Source extract -
_ _ _ _

As a matter of fact, 1964
was the year with the highest
birth rate ever in Germany:
more than 1.3 million.
Last year, we just hit over 600,000,
so half of my number.
What you can see here
is the German age pyramid,
and there, the small black point
at the top, that's me.
(Laughter) (Applause)
In red, you can see the potential
working age population,
so people over 15 and under 65,
and I'm actually only interested
in this red area.
Now, let's do a simple simulation
of how this age structure will develop
over the next couple of years.
As you can see,
the peak is moving to the right,
and I, with many other baby boomers,
will retire in 2030.
By the way, I don't need any forecasts
of birth rates for
predicting this red area.
The red area, so the potential working age
population in 2030
is already set in stone today,
except for much higher migration rates.
And if you compare this red area in 2030
with red area in 2040,
it is much, much smaller.
So before I show you
the rest of the world,
what does this mean for Germany?
So what we know from
this picture is that labor supply,
so people who provide labor,
will go down in Germany,
and will go down significantly.
Now, what about labor demand?
That's where it gets tricky.
As you might know, the consultant's
favorite answer to any question is,
"It depends."
So I would say it depends.
We didn't want to forecast the future.
Highly speculative.
We did something else.
We looked at the GDP and
productivity growth of Germany
over the last 20 years
and calculated the following scenario:
if Germany wants to continue
this GDP and productivity growth,
we could directly calculate
how many people Germany would need
to support this growth.
And this is the green line: labor demand.
So Germany will run into a major
talent shortage very quickly.
Eight million people are missing,
which is more than 20 percent
of our current work force,
so big numbers, really big numbers.

_ _ _ _

Extracted material -
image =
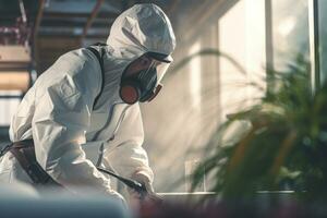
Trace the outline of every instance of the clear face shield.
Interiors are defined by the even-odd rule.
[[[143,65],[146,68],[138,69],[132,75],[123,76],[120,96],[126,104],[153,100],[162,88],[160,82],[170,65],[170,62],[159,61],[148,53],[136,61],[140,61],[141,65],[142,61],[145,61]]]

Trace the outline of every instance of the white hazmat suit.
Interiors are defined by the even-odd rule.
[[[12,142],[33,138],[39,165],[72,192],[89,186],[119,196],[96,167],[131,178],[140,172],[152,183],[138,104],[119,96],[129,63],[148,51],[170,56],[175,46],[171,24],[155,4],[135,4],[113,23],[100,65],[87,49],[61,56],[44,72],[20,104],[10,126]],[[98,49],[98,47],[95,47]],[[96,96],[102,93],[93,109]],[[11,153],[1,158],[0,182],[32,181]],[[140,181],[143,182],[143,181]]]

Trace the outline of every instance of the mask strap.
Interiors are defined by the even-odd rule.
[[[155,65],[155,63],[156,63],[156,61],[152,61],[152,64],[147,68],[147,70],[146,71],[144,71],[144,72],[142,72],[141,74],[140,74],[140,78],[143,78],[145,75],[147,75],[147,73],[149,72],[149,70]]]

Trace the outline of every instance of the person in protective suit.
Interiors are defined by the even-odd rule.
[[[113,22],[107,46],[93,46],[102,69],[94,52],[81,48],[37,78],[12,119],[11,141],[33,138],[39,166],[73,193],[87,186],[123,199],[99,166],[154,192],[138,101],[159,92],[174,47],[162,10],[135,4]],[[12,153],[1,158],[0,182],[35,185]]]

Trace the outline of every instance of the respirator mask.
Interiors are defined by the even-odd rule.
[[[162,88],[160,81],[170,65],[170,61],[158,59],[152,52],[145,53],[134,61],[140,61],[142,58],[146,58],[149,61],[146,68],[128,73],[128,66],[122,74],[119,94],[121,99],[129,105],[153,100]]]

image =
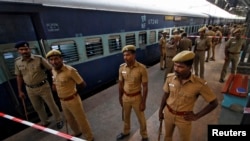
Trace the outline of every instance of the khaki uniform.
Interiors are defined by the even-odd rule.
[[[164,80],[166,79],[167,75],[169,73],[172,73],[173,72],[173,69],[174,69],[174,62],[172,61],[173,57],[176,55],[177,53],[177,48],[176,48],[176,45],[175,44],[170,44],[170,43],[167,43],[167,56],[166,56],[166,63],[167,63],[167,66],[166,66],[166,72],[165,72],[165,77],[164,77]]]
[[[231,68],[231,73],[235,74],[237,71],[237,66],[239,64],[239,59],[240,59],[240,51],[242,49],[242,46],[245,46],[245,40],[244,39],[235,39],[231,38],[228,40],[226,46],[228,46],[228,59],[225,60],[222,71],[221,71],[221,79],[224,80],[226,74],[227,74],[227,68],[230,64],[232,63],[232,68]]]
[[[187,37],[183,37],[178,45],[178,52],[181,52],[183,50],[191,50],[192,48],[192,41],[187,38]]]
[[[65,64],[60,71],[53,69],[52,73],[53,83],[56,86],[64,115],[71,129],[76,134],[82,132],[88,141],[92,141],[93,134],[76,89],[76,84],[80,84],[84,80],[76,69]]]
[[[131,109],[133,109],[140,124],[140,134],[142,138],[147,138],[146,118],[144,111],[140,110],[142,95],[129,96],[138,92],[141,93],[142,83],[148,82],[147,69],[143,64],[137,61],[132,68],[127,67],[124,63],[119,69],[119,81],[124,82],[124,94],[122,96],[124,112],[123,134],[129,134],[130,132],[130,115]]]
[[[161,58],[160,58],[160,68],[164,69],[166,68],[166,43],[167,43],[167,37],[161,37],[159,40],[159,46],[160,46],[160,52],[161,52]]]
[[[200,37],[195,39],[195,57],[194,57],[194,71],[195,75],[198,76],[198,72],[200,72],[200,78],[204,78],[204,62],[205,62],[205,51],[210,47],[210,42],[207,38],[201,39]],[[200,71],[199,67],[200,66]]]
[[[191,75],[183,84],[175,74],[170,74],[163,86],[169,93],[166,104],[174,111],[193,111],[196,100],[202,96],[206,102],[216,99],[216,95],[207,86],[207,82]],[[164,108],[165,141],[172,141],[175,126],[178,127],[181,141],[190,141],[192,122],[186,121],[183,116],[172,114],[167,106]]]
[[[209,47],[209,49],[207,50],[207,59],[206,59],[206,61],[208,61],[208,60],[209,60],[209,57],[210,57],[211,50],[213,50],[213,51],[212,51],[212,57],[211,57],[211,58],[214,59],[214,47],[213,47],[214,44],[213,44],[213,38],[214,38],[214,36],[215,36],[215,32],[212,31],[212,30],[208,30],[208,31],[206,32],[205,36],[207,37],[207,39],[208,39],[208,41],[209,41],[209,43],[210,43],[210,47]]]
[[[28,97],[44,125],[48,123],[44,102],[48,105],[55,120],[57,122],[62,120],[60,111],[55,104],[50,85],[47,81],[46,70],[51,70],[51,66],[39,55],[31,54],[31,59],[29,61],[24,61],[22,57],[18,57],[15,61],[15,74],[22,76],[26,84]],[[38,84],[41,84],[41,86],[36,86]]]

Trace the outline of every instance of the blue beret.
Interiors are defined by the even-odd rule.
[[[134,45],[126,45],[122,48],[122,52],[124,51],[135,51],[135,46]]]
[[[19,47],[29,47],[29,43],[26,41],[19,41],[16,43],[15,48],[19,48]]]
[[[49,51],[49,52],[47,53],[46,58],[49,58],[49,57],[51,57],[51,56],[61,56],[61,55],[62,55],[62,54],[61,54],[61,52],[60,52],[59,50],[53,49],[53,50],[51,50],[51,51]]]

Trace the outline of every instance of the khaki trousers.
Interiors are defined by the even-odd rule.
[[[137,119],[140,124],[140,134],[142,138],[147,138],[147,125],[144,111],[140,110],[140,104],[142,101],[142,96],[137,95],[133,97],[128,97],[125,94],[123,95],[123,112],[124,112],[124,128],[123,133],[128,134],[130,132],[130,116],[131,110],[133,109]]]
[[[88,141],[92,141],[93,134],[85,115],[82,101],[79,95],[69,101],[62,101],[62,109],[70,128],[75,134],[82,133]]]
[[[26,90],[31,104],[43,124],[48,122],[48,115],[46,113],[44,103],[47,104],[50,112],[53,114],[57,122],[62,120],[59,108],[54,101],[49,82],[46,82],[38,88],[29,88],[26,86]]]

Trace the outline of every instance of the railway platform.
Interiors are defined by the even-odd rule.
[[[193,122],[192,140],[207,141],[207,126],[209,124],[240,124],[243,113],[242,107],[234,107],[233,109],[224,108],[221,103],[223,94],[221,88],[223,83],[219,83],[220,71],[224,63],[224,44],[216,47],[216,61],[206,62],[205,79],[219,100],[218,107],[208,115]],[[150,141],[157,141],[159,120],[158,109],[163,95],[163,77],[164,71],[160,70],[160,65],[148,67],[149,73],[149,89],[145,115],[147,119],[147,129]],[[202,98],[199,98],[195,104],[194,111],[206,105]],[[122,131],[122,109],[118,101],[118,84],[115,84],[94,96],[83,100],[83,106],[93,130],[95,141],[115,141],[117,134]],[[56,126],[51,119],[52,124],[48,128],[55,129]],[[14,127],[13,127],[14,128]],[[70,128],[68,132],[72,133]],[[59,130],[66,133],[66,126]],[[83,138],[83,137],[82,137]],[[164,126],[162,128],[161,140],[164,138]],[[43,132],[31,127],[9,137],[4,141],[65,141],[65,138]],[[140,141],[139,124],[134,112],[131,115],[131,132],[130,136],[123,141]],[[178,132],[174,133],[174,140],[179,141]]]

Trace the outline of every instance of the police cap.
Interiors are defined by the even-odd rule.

_ _ _ _

Jobs -
1) Echo the talk about Germany's shrinking workforce word for word, from "As a matter" up to and including "of my number.".
2) Write what comes next in the talk about Germany's shrinking workforce, starting right after its last sentence.
The material is separate from the talk about Germany's shrinking workforce.

Answer set -
1)
As a matter of fact, 1964
was the year with the highest
birth rate ever in Germany:
more than 1.3 million.
Last year, we just hit over 600,000,
so half of my number.

2)
And we calculated several scenarios,
and the picture always looked like this.
Now, to close the gap,
Germany has to significantly
increase migration,
get many more women in the work force,
increase retirement age.
— by the way, we just
lowered it this year —
and all these measures at once.
If Germany fails here,
Germany will stagnate.
We won't grow anymore. Why?
Because the workers are not there
who can generate this growth.
And companies will look
for talents somewhere else.
But where?
Now, we simulated labor supply
and labor demand
for the largest 15 economies in the world,
representing more than 70 percent
of world GDP,
and the overall picture looks like this
by 2020.
Blue indicates a labor surplus,
red indicates a labor shortfall,
and grey are those countries
which are borderline.
So by 2020, we still see a labor surplus
in some countries,
like Italy, France, the U.S.,
but this picture will change
dramatically by 2030.
By 2030, we will face
a global work force crisis
in most of our largest economies,
including three out of
the four BRIC countries.
China, with its former
one-child policy, will be it,
as well as Brazil and Russia.
Now, to tell the truth,
in reality, the situation
will be even more challenging.
What you can't see here
are average numbers.
We de-averaged them
and broke them down
to different skill levels,
and what we found
were even higher shortfalls
for high-skilled people
and a partial surplus
for low-skilled workers.
So on top of an overall labor shortage,
we will face a big skill
mismatch in the future,
and this means huge challenges
in terms of education, qualification,
upskilling for governments and companies.
Now, the next thing we looked into
was robots, automation, technology.
Will technology change this picture
and boost productivity?
Now, the short answer would be
that our numbers already include
a significant growth in productivity
driven by technology.
A long answer would go like this.
Let's take Germany.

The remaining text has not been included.